>> Start DATASET RECORDS
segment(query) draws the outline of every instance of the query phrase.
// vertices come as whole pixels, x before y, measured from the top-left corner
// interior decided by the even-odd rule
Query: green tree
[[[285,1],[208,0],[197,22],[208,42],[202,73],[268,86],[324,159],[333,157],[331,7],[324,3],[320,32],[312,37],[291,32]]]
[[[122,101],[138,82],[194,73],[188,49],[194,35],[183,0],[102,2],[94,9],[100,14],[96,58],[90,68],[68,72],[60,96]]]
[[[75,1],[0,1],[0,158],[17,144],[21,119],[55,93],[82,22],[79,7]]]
>> End DATASET RECORDS
• [CHALLENGE]
Duplicate the data above line for line, with no changes.

• [SOLUTION BELOW]
segment(query) draws the outline of every instance of the query phrase.
// vertices come as whole pixels, x before y, measured from the top-left corner
// interior decided by the even-odd rule
Query: green tree
[[[285,1],[208,0],[197,22],[208,42],[202,73],[268,86],[324,159],[333,157],[331,7],[324,3],[320,32],[312,37],[291,32]]]
[[[122,101],[138,82],[194,73],[188,49],[194,35],[183,0],[102,2],[94,9],[100,14],[96,58],[90,68],[68,72],[60,96]]]
[[[75,1],[0,1],[0,158],[17,144],[21,119],[55,93],[82,22],[79,7]]]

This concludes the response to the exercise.